What to work on:
Copy the passage below on trustworthy AI mechanisms and stolen faces word for word, in full.

Given passage:
# # #
Jack’s view: I helped out with some of this report and I’m excited to see what kinds of suggestions and feedback we get about the proposed mechanisms. I think the biggest thing is what happens in the next year or so – can we get different people and organizations to experiment with these mechanisms and thereby create evidence for how effective (or ineffective) they are? Watch this space!
Matthew’s view: This is a great report, and I’m excited to see a collaborative effort between developers and other stakeholders in designing and implementing these sorts of mechanisms. As the authors point out, there are important challenges in responsible AI development that are unlikely to be solved through easier verification of claims — e.g. ensuring safety writ large (a goal that is too general to be formulated into an easily verifiable claim).
  Read more: Toward Trustworthy AI: Mechanisms for Supporting Verifiable Claims (arXiv).

####################################################

Tech Tales:

The danger of a thousand faces
2022

Don’t start with your friends. That’s a mistake. Start with strangers. It’s easy enough to find them. There are lots of sites that let you chat with random strangers. Go and talk to them. While they talk to you, record them. Feed that data into the system. Get your system to search for them on the web. If they seem to know interesting people – maybe people with money, or people who work at a company you’re interested in – then you get your system to learn how to make you look like them. Deepfaking – that’s what people used to call it before it went everywhere. Then you put on their face and use an audio transform to make your voice sound like theirs, and you try and talk to their friends, or colleagues, or family members. You use the face to find out more information. Maybe gather other people’s faces.
# # #
Collected data:
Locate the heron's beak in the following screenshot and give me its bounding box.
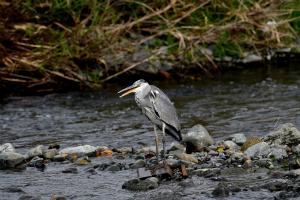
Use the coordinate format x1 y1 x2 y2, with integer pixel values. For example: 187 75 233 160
118 85 137 97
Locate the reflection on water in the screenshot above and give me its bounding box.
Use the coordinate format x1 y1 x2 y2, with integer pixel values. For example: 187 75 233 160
0 63 300 199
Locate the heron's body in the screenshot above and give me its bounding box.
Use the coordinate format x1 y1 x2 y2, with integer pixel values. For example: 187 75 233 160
135 85 182 142
120 80 182 166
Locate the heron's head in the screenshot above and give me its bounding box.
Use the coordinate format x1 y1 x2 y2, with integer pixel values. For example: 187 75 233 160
118 79 149 97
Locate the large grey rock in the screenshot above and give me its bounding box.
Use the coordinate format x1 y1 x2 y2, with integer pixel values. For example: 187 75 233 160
211 182 229 197
18 194 43 200
106 164 120 172
25 145 44 159
224 140 240 151
0 143 17 153
285 169 300 177
177 153 198 163
268 148 288 160
122 179 158 191
0 152 25 168
242 54 262 63
52 155 66 162
43 149 58 159
227 133 247 146
28 156 44 167
193 168 221 176
167 159 190 168
244 142 271 159
130 159 146 169
59 145 97 157
183 124 213 154
262 123 300 146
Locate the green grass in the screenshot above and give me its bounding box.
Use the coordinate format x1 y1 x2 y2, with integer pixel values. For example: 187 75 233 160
0 0 300 95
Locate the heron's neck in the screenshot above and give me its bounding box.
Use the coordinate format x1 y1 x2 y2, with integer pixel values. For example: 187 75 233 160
135 85 151 99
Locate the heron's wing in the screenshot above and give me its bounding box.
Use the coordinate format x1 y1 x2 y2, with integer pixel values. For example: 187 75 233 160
149 85 180 130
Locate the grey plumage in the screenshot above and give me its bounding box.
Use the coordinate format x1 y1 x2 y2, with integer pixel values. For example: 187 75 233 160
120 80 182 142
119 79 182 164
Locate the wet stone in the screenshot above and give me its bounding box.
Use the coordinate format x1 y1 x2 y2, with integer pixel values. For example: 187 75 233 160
75 156 91 165
263 123 300 146
226 183 242 193
211 182 229 197
98 163 109 171
52 155 66 162
241 137 262 151
134 153 145 160
0 159 6 170
0 143 17 153
28 156 45 168
130 159 146 169
210 174 228 181
227 133 247 146
1 186 25 193
43 149 58 159
25 145 44 159
147 177 159 183
177 153 198 163
243 160 253 168
50 195 67 200
193 168 221 176
106 164 120 172
244 142 271 159
168 160 190 168
183 124 213 154
224 140 240 151
18 194 42 200
62 167 78 174
259 179 287 191
122 179 158 191
177 179 195 188
0 152 25 168
85 168 97 175
59 145 97 157
48 144 60 150
268 148 288 160
249 186 260 192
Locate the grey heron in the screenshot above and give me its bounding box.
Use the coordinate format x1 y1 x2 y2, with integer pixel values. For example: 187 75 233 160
118 79 182 165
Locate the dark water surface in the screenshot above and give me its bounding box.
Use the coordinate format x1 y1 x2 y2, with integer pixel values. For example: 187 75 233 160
0 64 300 199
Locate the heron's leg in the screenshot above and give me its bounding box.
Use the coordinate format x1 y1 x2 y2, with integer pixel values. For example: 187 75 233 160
153 125 159 164
162 123 166 167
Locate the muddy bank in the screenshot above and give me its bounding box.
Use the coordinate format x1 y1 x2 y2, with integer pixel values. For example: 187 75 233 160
0 123 300 199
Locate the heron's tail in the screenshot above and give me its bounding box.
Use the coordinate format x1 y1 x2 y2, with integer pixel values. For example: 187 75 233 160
165 124 182 143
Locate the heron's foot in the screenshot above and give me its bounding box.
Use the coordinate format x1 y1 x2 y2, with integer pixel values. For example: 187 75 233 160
147 163 166 174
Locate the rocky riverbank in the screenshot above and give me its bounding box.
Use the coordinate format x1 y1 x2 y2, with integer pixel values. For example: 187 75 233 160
0 123 300 199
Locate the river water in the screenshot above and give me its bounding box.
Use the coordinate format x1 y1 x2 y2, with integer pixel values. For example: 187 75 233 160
0 61 300 199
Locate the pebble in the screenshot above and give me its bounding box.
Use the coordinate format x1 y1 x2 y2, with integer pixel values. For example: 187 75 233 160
130 159 146 169
106 164 120 172
52 155 66 162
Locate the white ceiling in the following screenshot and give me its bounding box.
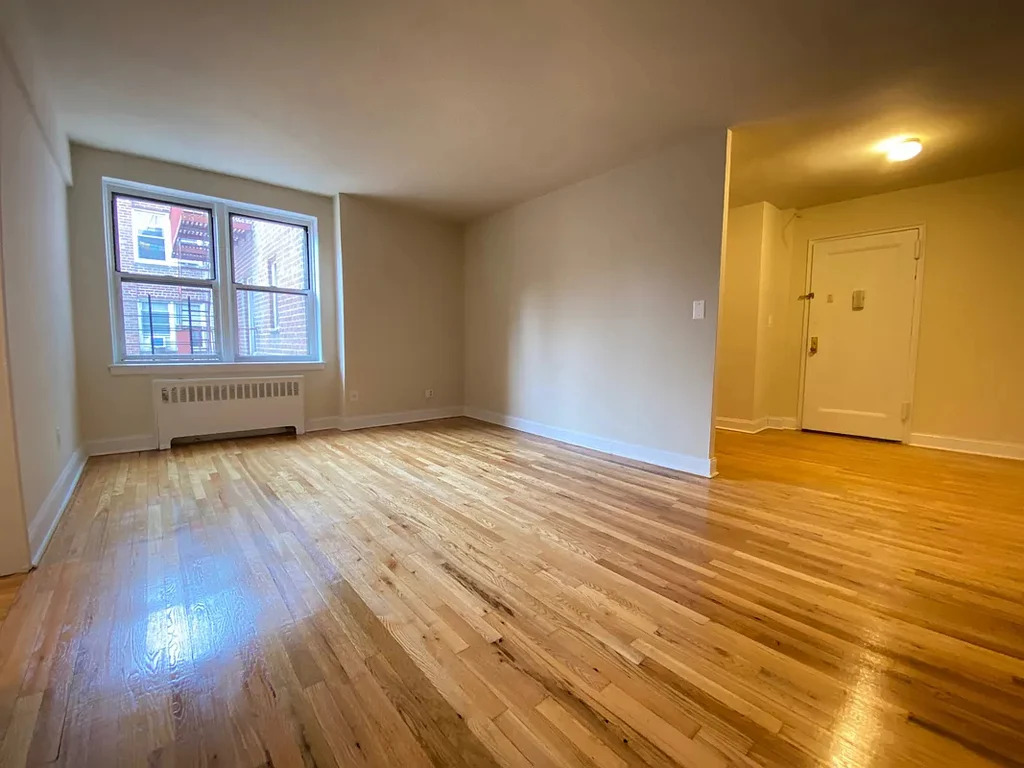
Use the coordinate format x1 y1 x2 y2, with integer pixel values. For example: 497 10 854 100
24 0 1024 218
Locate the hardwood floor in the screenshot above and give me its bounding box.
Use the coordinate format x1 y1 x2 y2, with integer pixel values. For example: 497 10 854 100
0 420 1024 768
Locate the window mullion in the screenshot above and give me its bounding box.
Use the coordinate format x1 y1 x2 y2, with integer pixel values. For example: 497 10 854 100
214 203 239 362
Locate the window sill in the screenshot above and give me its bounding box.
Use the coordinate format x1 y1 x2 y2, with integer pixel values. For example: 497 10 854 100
110 360 326 379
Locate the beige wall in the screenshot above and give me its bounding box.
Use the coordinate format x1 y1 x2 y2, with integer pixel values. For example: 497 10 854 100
466 130 727 462
0 219 30 575
772 170 1024 444
715 203 768 421
715 203 794 429
68 144 341 450
340 195 463 418
0 33 77 572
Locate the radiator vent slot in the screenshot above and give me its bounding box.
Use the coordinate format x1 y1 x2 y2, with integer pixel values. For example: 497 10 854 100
153 376 305 449
160 379 301 406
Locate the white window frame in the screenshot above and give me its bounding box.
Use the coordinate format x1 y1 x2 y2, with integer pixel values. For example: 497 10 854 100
102 177 324 373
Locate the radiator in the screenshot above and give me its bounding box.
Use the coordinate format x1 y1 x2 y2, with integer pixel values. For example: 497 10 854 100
153 376 305 451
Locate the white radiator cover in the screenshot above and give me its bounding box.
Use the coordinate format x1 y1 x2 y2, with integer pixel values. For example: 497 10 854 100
153 376 306 451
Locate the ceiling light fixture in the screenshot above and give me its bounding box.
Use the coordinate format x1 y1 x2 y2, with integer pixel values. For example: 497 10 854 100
886 138 922 163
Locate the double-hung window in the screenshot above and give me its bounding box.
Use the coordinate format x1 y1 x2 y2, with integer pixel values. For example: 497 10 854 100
103 179 321 365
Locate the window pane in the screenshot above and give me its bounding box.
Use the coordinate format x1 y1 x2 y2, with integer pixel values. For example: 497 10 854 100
234 290 309 357
231 215 309 291
114 195 213 280
121 282 217 358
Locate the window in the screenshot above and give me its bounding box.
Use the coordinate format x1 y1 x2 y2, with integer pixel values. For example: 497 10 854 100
104 179 319 364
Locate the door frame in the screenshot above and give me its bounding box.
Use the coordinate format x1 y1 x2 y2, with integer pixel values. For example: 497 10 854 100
797 223 927 444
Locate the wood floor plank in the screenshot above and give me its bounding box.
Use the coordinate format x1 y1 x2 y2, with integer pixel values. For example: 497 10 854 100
0 419 1024 768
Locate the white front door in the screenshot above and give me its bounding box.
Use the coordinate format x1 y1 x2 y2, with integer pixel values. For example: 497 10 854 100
802 229 919 440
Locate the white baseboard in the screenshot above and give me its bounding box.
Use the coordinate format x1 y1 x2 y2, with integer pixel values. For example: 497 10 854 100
715 416 768 434
29 447 87 566
85 434 160 456
338 406 463 431
909 432 1024 460
466 406 716 477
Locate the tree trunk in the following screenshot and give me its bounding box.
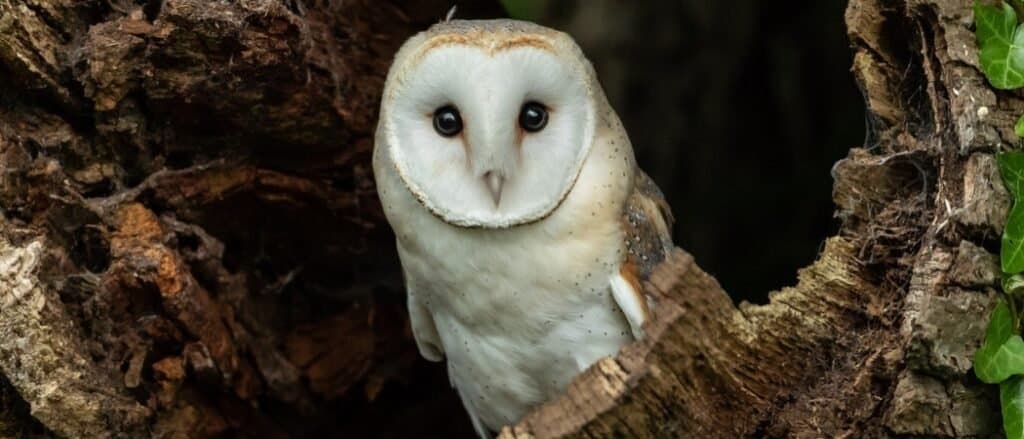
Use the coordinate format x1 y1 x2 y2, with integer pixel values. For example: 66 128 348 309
0 0 502 438
502 0 1007 438
0 0 1007 437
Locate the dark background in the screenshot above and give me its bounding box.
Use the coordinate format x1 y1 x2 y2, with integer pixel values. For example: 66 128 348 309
504 0 864 303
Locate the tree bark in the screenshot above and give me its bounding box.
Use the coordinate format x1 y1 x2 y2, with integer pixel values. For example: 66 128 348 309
0 0 1007 437
0 0 502 438
502 0 1007 438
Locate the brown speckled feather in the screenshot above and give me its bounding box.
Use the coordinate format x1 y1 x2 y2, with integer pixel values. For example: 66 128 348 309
623 169 675 276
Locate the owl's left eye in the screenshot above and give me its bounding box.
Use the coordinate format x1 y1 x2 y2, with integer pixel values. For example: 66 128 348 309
519 102 548 133
434 105 462 137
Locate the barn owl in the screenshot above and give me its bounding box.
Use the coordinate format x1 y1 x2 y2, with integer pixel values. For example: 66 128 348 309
374 19 673 437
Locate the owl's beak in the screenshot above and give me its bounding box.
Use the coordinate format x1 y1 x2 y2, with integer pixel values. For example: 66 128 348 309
483 171 505 207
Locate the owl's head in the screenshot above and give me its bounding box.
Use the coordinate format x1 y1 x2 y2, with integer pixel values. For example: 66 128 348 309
377 19 604 228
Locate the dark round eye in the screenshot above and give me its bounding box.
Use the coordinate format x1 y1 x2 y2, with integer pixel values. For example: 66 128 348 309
434 105 462 137
519 102 548 133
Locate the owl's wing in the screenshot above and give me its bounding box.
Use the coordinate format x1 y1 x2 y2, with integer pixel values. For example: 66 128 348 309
409 289 444 361
611 169 675 340
396 247 444 361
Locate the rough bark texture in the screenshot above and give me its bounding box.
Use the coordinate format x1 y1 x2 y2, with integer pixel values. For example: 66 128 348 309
503 0 1007 438
0 0 1007 437
0 0 502 438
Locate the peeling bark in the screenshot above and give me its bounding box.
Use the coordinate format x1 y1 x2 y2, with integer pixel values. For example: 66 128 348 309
0 0 1007 437
0 0 502 437
502 0 1007 438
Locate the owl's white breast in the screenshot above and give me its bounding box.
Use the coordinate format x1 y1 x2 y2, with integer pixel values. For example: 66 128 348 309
374 117 635 428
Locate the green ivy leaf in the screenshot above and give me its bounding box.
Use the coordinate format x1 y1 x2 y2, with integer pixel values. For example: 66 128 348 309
974 1 1024 90
999 377 1024 439
974 300 1024 384
995 151 1024 274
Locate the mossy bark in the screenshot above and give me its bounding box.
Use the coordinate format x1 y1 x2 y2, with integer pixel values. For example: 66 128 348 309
0 0 1007 437
502 0 1007 438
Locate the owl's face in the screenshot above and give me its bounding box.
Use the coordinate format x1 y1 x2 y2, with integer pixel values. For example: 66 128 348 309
377 20 599 228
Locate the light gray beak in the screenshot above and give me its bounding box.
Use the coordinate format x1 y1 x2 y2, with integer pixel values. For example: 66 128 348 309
483 171 505 207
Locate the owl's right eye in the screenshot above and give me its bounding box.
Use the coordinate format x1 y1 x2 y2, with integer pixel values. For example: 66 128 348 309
434 105 462 137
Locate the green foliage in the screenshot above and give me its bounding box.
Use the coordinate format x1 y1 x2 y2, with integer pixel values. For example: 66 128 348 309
974 301 1024 384
974 5 1024 427
974 2 1024 90
999 376 1024 439
502 0 548 21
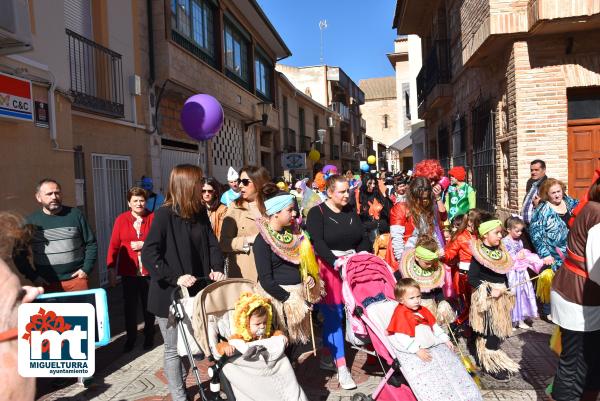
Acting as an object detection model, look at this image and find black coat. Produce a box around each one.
[142,207,223,317]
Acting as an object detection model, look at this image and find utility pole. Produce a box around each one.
[319,19,327,65]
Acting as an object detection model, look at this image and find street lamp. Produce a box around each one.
[244,102,273,131]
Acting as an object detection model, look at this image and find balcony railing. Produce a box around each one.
[417,40,450,108]
[329,102,350,121]
[300,135,310,152]
[66,29,125,118]
[283,128,296,153]
[331,145,340,160]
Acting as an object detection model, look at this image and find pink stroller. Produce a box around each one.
[342,252,416,401]
[341,252,482,401]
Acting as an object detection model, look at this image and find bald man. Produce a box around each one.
[0,259,44,401]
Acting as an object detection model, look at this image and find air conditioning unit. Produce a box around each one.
[0,0,33,55]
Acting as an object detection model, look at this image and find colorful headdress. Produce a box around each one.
[233,292,273,341]
[413,159,444,181]
[477,220,502,235]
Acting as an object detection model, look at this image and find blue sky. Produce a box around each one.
[258,0,396,84]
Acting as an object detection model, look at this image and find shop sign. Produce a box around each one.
[0,73,33,121]
[281,153,306,170]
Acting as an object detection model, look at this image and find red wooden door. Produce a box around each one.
[568,120,600,199]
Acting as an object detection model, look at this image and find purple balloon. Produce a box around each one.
[181,94,223,141]
[321,164,337,174]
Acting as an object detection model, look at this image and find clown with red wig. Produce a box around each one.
[446,166,476,221]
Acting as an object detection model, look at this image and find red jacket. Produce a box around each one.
[443,230,473,267]
[106,211,154,277]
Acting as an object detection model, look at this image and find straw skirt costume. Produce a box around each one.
[468,240,519,373]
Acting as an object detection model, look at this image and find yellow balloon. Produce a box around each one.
[308,149,321,162]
# # #
The answer:
Jack’s view: I helped out with some of this report and I’m excited to see what kinds of suggestions and feedback we get about the proposed mechanisms. I think the biggest thing is what happens in the next year or so – can we get different people and organizations to experiment with these mechanisms and thereby create evidence for how effective (or ineffective) they are? Watch this space!
Matthew’s view: This is a great report, and I’m excited to see a collaborative effort between developers and other stakeholders in designing and implementing these sorts of mechanisms. As the authors point out, there are important challenges in responsible AI development that are unlikely to be solved through easier verification of claims — e.g. ensuring safety writ large (a goal that is too general to be formulated into an easily verifiable claim).
  Read more: Toward Trustworthy AI: Mechanisms for Supporting Verifiable Claims (arXiv).

####################################################

Tech Tales:

The danger of a thousand faces
2022

Don’t start with your friends. That’s a mistake. Start with strangers. It’s easy enough to find them. There are lots of sites that let you chat with random strangers. Go and talk to them. While they talk to you, record them. Feed that data into the system. Get your system to search for them on the web. If they seem to know interesting people – maybe people with money, or people who work at a company you’re interested in – then you get your system to learn how to make you look like them. Deepfaking – that’s what people used to call it before it went everywhere. Then you put on their face and use an audio transform to make your voice sound like theirs, and you try and talk to their friends, or colleagues, or family members. You use the face to find out more information. Maybe gather other people’s faces.